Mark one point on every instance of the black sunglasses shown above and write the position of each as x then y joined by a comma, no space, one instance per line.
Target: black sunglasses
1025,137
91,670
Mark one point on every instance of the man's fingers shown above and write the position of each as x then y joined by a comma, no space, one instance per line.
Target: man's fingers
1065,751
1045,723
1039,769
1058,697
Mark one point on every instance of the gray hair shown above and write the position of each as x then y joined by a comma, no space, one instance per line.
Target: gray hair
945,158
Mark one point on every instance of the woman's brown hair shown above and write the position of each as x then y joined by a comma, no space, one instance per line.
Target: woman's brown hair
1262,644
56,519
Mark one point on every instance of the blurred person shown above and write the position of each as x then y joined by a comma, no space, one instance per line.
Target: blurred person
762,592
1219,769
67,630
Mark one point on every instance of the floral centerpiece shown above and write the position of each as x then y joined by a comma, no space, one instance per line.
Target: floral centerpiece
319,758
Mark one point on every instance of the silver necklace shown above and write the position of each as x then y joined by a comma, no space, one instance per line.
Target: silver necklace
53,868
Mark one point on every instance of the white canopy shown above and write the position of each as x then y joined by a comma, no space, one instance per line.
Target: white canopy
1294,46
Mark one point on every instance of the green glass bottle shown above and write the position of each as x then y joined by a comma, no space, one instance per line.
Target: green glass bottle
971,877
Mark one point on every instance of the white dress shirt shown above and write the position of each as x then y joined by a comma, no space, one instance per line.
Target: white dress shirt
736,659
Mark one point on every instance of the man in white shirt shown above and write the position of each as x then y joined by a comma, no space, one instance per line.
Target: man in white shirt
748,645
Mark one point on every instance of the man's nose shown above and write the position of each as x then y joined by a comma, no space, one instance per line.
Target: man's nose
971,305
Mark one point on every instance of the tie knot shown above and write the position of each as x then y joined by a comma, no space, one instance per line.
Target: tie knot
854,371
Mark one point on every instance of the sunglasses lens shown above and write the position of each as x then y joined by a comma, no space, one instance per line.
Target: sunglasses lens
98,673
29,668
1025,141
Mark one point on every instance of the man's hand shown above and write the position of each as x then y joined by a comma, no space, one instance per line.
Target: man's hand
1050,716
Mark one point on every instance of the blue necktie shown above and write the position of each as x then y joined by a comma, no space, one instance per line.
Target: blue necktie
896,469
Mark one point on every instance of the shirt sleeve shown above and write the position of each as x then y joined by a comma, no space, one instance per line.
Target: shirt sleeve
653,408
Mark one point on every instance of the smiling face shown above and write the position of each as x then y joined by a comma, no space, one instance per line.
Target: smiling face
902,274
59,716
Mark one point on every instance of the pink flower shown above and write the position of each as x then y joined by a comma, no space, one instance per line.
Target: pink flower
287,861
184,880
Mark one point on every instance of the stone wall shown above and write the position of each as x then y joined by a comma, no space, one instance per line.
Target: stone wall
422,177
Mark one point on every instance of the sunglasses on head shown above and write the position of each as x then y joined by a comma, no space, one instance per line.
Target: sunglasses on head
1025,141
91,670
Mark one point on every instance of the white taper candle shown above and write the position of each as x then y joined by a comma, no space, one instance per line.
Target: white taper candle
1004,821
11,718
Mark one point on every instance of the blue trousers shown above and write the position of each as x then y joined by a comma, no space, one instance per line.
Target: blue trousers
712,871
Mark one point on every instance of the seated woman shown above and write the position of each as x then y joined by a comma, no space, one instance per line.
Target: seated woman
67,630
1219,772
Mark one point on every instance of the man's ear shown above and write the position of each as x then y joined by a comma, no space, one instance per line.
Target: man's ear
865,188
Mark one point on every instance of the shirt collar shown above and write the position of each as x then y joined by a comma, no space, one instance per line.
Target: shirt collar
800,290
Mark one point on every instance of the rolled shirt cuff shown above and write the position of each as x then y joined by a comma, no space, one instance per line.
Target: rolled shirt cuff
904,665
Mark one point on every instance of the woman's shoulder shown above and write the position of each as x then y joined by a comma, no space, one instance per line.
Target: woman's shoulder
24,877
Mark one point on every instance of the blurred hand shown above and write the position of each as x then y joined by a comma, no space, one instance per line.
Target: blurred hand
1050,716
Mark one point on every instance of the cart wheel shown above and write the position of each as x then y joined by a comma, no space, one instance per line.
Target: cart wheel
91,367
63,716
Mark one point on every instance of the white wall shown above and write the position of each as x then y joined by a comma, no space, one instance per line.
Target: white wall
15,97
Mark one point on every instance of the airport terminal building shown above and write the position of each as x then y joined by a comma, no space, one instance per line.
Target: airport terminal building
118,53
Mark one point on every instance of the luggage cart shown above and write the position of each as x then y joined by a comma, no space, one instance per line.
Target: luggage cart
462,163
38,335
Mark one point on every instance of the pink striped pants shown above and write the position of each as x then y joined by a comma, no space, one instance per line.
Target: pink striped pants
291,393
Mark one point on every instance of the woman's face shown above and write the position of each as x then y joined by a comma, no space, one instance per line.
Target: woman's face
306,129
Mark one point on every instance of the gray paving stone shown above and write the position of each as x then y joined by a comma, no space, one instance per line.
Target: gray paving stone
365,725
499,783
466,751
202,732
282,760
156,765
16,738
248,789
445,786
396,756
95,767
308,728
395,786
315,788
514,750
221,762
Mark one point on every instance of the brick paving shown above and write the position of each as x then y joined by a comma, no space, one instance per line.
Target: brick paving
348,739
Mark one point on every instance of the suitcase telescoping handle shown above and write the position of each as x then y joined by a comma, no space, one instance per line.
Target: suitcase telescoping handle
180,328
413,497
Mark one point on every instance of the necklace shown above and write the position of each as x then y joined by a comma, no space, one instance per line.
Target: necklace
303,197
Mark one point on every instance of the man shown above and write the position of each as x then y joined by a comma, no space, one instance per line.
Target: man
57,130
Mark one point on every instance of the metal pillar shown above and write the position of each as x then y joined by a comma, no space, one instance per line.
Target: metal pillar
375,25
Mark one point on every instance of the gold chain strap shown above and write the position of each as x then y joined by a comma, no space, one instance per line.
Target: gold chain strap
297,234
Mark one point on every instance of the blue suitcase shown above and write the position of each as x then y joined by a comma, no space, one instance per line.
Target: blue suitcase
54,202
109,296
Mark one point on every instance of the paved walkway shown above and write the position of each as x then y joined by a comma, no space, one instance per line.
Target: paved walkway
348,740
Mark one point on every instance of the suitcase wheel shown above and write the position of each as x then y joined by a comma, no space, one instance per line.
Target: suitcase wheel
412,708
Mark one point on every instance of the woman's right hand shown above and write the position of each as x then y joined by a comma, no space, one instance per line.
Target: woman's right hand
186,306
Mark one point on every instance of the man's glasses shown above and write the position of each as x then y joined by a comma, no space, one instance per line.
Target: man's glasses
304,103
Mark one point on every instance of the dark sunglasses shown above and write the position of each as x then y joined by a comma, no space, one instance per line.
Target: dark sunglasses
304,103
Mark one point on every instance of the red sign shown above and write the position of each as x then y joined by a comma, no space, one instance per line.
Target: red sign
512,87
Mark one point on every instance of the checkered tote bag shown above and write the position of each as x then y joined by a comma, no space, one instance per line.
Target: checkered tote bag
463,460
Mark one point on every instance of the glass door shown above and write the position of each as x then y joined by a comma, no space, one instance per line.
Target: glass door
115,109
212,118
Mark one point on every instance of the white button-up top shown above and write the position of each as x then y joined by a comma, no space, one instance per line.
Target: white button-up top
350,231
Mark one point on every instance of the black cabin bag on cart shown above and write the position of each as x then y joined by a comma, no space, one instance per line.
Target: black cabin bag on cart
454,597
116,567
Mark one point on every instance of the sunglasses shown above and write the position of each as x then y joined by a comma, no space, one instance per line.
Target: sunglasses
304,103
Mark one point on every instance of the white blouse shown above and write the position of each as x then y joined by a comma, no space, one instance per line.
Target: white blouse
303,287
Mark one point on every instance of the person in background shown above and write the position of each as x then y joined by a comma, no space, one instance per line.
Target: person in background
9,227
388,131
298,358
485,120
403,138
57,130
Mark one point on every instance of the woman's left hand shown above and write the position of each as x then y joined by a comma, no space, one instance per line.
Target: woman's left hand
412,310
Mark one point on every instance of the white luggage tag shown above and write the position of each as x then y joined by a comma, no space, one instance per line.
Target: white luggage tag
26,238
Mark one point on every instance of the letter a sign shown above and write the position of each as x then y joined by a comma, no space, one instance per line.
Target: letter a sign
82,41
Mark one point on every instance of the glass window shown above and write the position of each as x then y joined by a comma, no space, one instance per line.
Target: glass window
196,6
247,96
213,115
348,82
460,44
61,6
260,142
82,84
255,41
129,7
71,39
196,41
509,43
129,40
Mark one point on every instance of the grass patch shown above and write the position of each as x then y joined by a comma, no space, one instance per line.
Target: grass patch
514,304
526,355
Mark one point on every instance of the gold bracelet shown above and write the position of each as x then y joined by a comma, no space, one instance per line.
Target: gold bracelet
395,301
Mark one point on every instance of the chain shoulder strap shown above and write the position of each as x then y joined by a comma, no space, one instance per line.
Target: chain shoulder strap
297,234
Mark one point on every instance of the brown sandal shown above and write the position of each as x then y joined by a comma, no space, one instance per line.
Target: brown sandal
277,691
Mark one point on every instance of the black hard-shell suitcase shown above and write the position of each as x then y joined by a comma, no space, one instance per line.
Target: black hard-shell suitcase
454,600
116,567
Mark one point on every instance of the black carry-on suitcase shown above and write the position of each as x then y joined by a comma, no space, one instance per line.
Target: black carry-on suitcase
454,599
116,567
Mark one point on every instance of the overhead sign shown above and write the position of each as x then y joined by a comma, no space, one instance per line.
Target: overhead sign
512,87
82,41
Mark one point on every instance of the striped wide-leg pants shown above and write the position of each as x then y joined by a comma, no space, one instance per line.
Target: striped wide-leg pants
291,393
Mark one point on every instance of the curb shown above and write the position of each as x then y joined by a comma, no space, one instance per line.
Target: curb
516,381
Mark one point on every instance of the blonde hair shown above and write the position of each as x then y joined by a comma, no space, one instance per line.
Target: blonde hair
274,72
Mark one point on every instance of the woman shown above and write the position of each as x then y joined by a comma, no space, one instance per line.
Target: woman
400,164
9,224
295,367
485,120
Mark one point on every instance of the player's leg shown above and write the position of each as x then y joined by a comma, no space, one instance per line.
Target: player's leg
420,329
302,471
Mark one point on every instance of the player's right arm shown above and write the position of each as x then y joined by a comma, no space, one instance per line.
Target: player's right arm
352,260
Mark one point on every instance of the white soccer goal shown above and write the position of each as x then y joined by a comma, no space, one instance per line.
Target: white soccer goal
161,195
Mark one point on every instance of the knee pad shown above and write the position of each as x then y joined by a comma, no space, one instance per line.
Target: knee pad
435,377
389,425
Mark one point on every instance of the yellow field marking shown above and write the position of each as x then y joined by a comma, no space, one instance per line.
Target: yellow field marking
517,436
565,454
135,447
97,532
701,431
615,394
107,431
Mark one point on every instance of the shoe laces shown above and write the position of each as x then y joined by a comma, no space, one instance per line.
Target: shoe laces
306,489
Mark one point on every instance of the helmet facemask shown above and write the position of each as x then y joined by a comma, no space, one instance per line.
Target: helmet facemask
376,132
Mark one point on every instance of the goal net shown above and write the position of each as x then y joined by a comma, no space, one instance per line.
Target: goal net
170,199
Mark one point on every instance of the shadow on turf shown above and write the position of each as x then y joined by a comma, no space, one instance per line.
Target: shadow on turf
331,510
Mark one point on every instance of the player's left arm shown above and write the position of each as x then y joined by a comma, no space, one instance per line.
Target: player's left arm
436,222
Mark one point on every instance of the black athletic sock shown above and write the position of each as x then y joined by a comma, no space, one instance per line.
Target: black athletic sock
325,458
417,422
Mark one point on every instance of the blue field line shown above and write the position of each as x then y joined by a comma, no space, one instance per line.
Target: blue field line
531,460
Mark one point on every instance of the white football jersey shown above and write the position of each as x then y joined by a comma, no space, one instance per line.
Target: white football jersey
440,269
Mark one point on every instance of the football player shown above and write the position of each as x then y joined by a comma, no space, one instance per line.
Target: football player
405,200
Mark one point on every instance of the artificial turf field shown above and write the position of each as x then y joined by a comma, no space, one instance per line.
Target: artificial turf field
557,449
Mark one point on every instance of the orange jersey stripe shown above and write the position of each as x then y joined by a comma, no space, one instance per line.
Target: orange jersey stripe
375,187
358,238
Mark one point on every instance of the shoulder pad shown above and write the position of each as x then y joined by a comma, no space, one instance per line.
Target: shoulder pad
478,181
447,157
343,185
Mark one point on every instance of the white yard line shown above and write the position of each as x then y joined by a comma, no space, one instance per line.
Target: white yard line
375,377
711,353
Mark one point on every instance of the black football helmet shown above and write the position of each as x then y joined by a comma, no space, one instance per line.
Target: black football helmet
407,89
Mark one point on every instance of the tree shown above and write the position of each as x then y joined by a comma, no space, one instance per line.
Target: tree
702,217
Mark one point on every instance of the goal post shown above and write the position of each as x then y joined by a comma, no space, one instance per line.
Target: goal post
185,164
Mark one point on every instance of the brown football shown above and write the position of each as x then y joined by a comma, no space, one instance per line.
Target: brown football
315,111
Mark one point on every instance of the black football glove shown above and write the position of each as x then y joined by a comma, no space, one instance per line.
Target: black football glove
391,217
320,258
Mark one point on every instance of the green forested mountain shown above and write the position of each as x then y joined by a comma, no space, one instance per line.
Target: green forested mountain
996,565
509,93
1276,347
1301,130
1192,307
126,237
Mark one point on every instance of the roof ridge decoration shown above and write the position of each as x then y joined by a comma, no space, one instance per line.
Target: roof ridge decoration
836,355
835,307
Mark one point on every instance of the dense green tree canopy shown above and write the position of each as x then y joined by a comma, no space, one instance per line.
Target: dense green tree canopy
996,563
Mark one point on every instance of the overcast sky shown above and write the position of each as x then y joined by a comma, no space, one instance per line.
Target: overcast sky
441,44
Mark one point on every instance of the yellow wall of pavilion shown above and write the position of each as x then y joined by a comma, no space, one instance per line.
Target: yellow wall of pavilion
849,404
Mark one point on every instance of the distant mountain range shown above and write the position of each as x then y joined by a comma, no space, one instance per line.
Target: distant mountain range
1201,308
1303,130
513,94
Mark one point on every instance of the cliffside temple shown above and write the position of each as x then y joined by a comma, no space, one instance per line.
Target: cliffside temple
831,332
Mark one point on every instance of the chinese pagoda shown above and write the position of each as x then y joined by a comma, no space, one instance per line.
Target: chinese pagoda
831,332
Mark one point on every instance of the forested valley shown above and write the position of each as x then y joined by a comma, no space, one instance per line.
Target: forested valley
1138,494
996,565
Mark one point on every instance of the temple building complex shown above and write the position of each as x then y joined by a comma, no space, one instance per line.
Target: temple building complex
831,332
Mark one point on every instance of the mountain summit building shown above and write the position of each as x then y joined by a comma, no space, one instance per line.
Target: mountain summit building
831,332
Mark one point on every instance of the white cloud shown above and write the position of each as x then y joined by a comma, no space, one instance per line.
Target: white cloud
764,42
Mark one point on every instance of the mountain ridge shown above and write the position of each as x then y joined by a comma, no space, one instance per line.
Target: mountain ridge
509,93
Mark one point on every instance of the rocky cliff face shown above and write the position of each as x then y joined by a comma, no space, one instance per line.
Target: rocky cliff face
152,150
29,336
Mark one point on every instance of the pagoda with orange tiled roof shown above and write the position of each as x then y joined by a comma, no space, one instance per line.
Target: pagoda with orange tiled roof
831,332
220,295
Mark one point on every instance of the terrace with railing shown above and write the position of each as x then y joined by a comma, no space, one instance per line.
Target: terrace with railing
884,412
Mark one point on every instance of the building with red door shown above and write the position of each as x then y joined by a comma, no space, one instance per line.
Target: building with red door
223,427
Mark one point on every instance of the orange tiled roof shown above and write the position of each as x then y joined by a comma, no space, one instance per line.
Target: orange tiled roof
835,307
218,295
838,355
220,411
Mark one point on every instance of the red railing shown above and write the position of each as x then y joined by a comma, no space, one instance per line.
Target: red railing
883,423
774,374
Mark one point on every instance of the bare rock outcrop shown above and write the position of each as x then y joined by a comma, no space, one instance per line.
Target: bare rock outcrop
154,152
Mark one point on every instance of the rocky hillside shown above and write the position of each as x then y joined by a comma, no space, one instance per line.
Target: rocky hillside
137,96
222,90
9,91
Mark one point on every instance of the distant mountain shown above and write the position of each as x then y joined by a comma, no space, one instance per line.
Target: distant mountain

◆ ◆ ◆ ◆ ◆

# What the exercise asks
Only the lines above starting at the one containing "Mark one point on every instance of the brown football" and ending at the one containing "Mark one point on every instance of the green forested", both included, are to be returned, exactly as they read.

# Response to this exercise
Mark one point on every instance of the brown football shown above and write the position of each as x then y joined by a comma, no space, one instance per line.
Target: brown football
315,111
Mark one point on every instance of the black football glove shown above and write the position of each as x then y joined by a comma, no space, one instance per line.
Target: black football glove
391,217
320,258
Mark one point on every instance of the green forested mountain shown above and write the position of each as x then y joined by a comma, no space, one instance per line.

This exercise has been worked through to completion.